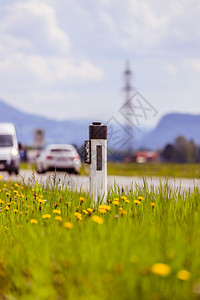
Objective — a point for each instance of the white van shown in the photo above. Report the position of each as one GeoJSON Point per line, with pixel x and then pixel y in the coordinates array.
{"type": "Point", "coordinates": [9, 152]}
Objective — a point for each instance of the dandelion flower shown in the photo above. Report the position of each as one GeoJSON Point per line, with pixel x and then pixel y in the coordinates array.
{"type": "Point", "coordinates": [81, 199]}
{"type": "Point", "coordinates": [58, 218]}
{"type": "Point", "coordinates": [41, 201]}
{"type": "Point", "coordinates": [46, 216]}
{"type": "Point", "coordinates": [33, 221]}
{"type": "Point", "coordinates": [102, 210]}
{"type": "Point", "coordinates": [116, 202]}
{"type": "Point", "coordinates": [68, 225]}
{"type": "Point", "coordinates": [97, 219]}
{"type": "Point", "coordinates": [57, 211]}
{"type": "Point", "coordinates": [136, 202]}
{"type": "Point", "coordinates": [183, 275]}
{"type": "Point", "coordinates": [161, 269]}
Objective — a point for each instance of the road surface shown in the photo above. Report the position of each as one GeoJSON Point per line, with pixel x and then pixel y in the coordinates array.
{"type": "Point", "coordinates": [83, 182]}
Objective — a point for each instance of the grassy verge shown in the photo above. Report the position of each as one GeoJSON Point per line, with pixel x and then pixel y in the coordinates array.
{"type": "Point", "coordinates": [155, 169]}
{"type": "Point", "coordinates": [133, 169]}
{"type": "Point", "coordinates": [141, 245]}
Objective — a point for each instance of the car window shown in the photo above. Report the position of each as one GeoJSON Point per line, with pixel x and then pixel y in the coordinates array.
{"type": "Point", "coordinates": [60, 150]}
{"type": "Point", "coordinates": [6, 140]}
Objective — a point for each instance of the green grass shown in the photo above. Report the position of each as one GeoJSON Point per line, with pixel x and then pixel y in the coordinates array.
{"type": "Point", "coordinates": [148, 169]}
{"type": "Point", "coordinates": [155, 169]}
{"type": "Point", "coordinates": [112, 260]}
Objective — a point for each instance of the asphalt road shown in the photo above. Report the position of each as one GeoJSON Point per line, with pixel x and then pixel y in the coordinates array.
{"type": "Point", "coordinates": [82, 182]}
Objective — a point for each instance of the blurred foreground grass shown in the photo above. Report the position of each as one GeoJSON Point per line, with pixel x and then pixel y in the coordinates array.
{"type": "Point", "coordinates": [142, 244]}
{"type": "Point", "coordinates": [149, 169]}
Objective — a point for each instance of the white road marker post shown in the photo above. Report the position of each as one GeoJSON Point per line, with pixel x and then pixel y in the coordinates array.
{"type": "Point", "coordinates": [96, 156]}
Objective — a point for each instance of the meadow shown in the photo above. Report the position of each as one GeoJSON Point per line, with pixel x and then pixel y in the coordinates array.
{"type": "Point", "coordinates": [143, 170]}
{"type": "Point", "coordinates": [141, 244]}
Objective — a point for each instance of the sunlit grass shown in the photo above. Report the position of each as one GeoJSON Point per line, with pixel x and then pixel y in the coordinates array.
{"type": "Point", "coordinates": [140, 244]}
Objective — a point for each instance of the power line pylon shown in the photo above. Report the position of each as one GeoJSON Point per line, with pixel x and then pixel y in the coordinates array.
{"type": "Point", "coordinates": [128, 89]}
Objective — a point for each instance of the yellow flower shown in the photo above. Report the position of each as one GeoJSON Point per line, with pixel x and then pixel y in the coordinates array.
{"type": "Point", "coordinates": [46, 216]}
{"type": "Point", "coordinates": [116, 202]}
{"type": "Point", "coordinates": [183, 275]}
{"type": "Point", "coordinates": [161, 269]}
{"type": "Point", "coordinates": [102, 210]}
{"type": "Point", "coordinates": [97, 219]}
{"type": "Point", "coordinates": [68, 225]}
{"type": "Point", "coordinates": [41, 201]}
{"type": "Point", "coordinates": [136, 202]}
{"type": "Point", "coordinates": [58, 218]}
{"type": "Point", "coordinates": [108, 207]}
{"type": "Point", "coordinates": [33, 221]}
{"type": "Point", "coordinates": [134, 259]}
{"type": "Point", "coordinates": [57, 211]}
{"type": "Point", "coordinates": [78, 216]}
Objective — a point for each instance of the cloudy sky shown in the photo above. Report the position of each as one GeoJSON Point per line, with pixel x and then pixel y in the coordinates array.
{"type": "Point", "coordinates": [66, 58]}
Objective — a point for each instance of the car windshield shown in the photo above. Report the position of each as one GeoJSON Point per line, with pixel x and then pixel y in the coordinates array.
{"type": "Point", "coordinates": [6, 140]}
{"type": "Point", "coordinates": [60, 150]}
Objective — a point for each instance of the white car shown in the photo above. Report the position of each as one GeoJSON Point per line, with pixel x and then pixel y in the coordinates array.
{"type": "Point", "coordinates": [9, 151]}
{"type": "Point", "coordinates": [59, 157]}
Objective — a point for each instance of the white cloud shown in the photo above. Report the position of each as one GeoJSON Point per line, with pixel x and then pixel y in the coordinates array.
{"type": "Point", "coordinates": [36, 22]}
{"type": "Point", "coordinates": [170, 68]}
{"type": "Point", "coordinates": [192, 64]}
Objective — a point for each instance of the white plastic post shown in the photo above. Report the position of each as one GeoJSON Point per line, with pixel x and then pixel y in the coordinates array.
{"type": "Point", "coordinates": [98, 161]}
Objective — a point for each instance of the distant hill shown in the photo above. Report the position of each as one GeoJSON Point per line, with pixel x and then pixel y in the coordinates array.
{"type": "Point", "coordinates": [66, 131]}
{"type": "Point", "coordinates": [76, 131]}
{"type": "Point", "coordinates": [171, 126]}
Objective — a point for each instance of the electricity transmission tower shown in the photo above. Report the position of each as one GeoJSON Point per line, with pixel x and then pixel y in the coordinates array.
{"type": "Point", "coordinates": [128, 89]}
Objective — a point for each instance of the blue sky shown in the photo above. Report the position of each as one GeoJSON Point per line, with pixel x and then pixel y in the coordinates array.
{"type": "Point", "coordinates": [65, 59]}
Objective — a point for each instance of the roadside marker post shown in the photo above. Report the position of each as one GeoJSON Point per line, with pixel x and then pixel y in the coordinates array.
{"type": "Point", "coordinates": [96, 156]}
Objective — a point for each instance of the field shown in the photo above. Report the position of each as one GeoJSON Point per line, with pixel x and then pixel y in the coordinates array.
{"type": "Point", "coordinates": [141, 244]}
{"type": "Point", "coordinates": [147, 169]}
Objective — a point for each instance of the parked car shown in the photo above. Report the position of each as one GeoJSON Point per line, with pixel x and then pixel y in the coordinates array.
{"type": "Point", "coordinates": [59, 157]}
{"type": "Point", "coordinates": [9, 152]}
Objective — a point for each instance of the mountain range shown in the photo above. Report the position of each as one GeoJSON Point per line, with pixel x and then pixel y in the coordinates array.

--- TASK DIRECTIONS ---
Restate the listing above word for word, and skip the pictures.

--- RESPONSE ---
Objective — a point for each instance of the white van shown in the photo above. Report the position of each as one GeoJSON Point per line, with pixel x and then pixel y in the coordinates array.
{"type": "Point", "coordinates": [9, 152]}
Objective — a point for each instance of the dandelion flower shown in the photo above. Report the position of each as one GeoJSON Point per line, with pixel x and then pixel y in the coordinates array.
{"type": "Point", "coordinates": [81, 199]}
{"type": "Point", "coordinates": [58, 218]}
{"type": "Point", "coordinates": [41, 201]}
{"type": "Point", "coordinates": [46, 216]}
{"type": "Point", "coordinates": [33, 221]}
{"type": "Point", "coordinates": [102, 210]}
{"type": "Point", "coordinates": [116, 202]}
{"type": "Point", "coordinates": [68, 225]}
{"type": "Point", "coordinates": [97, 219]}
{"type": "Point", "coordinates": [57, 211]}
{"type": "Point", "coordinates": [136, 202]}
{"type": "Point", "coordinates": [183, 275]}
{"type": "Point", "coordinates": [161, 269]}
Objective — a point for each instance of the road surface shown in the photo above. Report the position of each as one GeoJSON Point per line, with pixel x and then pixel y in the coordinates array.
{"type": "Point", "coordinates": [83, 182]}
Objective — a point for each instance of the grassy verge shown in the photo above. Report the position of each as one GeoJSON Point per line, with pixel x and then pixel y in the coordinates array.
{"type": "Point", "coordinates": [155, 169]}
{"type": "Point", "coordinates": [133, 169]}
{"type": "Point", "coordinates": [141, 245]}
Objective — a point for each instance of the car window shown in the photo above. Report the position of each as one GeoJSON Point per line, with pixel x and then pixel y in the coordinates array.
{"type": "Point", "coordinates": [60, 150]}
{"type": "Point", "coordinates": [6, 140]}
Objective — a point for each instance of the green grass shown in the photo above. Report the position of each as one GeoJSON Point per line, with pixel x and then pixel y in the coordinates array.
{"type": "Point", "coordinates": [148, 169]}
{"type": "Point", "coordinates": [155, 169]}
{"type": "Point", "coordinates": [112, 260]}
Objective — a point for each instance of the asphalt road shown in the photo above. Report the position of each as one GeoJSON Point per line, with pixel x and then pixel y in the coordinates array.
{"type": "Point", "coordinates": [82, 182]}
Objective — a point for each instance of the blurred foreground grass shown in the photo above. Report the position of each as one GeoJSON Point per line, with pixel x and then pixel y in the coordinates array.
{"type": "Point", "coordinates": [142, 244]}
{"type": "Point", "coordinates": [149, 169]}
Objective — a point for each instance of the white road marker post shown in the photo above. Report the position of each as one GeoJSON Point per line, with pixel x and then pixel y in the coordinates array.
{"type": "Point", "coordinates": [96, 156]}
Objective — a point for each instance of the meadow shown in the photo above. Report the position of each as one GeoJSON Point per line, with pixel x and then pixel y in the coordinates array.
{"type": "Point", "coordinates": [143, 170]}
{"type": "Point", "coordinates": [141, 244]}
Objective — a point for each instance of the sunlit grass shown in the photo above. Report the position of each as one GeoJSON Point per line, with pixel x and then pixel y in the coordinates array.
{"type": "Point", "coordinates": [140, 244]}
Objective — a point for each instance of the power line pylon shown in the photo above. Report the position of each as one GeoJSON Point per line, with pixel x and then pixel y in the coordinates array.
{"type": "Point", "coordinates": [128, 89]}
Objective — a point for each instance of the yellow flower shown in the photo above. Report the position of each as one GeoJSON Point per line, with pixel x and then pixel y in the coordinates array.
{"type": "Point", "coordinates": [46, 216]}
{"type": "Point", "coordinates": [116, 202]}
{"type": "Point", "coordinates": [183, 275]}
{"type": "Point", "coordinates": [161, 269]}
{"type": "Point", "coordinates": [102, 210]}
{"type": "Point", "coordinates": [97, 219]}
{"type": "Point", "coordinates": [68, 225]}
{"type": "Point", "coordinates": [41, 201]}
{"type": "Point", "coordinates": [136, 202]}
{"type": "Point", "coordinates": [58, 218]}
{"type": "Point", "coordinates": [108, 207]}
{"type": "Point", "coordinates": [33, 221]}
{"type": "Point", "coordinates": [134, 259]}
{"type": "Point", "coordinates": [57, 211]}
{"type": "Point", "coordinates": [78, 216]}
Objective — a point for each instance of the cloudy sky shown in the photo above. Report the position of each as one GeoJSON Point per line, with pixel x and then pixel y in the coordinates array.
{"type": "Point", "coordinates": [66, 58]}
Objective — a point for each instance of the car windshield shown in the photo above. Report the position of each as one GeoJSON Point per line, with pixel x and then pixel y in the coordinates array.
{"type": "Point", "coordinates": [6, 140]}
{"type": "Point", "coordinates": [60, 150]}
Objective — a point for each instance of the white car shown in the photo above. Report the position of each as one GeoJSON Point per line, with pixel x and then pixel y in the coordinates array.
{"type": "Point", "coordinates": [9, 151]}
{"type": "Point", "coordinates": [59, 157]}
Objective — a point for each instance of the white cloud shown in the photo above. Report the position of each as one GeoJSON Point per line, with pixel x and then pixel y in the coordinates array.
{"type": "Point", "coordinates": [36, 22]}
{"type": "Point", "coordinates": [170, 68]}
{"type": "Point", "coordinates": [192, 64]}
Objective — a point for each instance of the white plastic post shown in the photo above. Report the position of each as one GeoJSON Point per line, with pixel x and then pixel y in the coordinates array.
{"type": "Point", "coordinates": [98, 161]}
Objective — a point for each instance of the distant hill shown in the photo above. Report the position of each as one GeoJSON Point per line, with pixel x and then pixel y in the coordinates array.
{"type": "Point", "coordinates": [66, 131]}
{"type": "Point", "coordinates": [76, 131]}
{"type": "Point", "coordinates": [171, 126]}
Objective — a point for each instance of the electricity transmission tower shown in the photo above. Report the position of each as one GeoJSON Point per line, with pixel x and then pixel y in the coordinates array.
{"type": "Point", "coordinates": [128, 89]}
Objective — a point for each instance of the blue sky shown in the photo above. Report the position of each as one GeoJSON Point per line, with pixel x and then pixel y in the coordinates array.
{"type": "Point", "coordinates": [65, 59]}
Objective — a point for each instance of the roadside marker post shown in the photo above. Report the position of each as one GeoJSON Point per line, with pixel x and then pixel y in the coordinates array.
{"type": "Point", "coordinates": [96, 156]}
Objective — a point for each instance of the field shown in the photo above. Report the position of each as one GeoJSON Point per line, with pixel x and then pixel y in the coordinates array.
{"type": "Point", "coordinates": [141, 244]}
{"type": "Point", "coordinates": [147, 169]}
Objective — a point for each instance of the parked car shown in the photo above. Report the position of each as one GeoJSON Point per line, with pixel x and then pixel y in the coordinates array.
{"type": "Point", "coordinates": [59, 157]}
{"type": "Point", "coordinates": [9, 152]}
Objective — a point for each instance of the mountain range shown in the photo above. Report the position of each as one GeoJSON Point per line, with pixel x and then pixel y in the coordinates array.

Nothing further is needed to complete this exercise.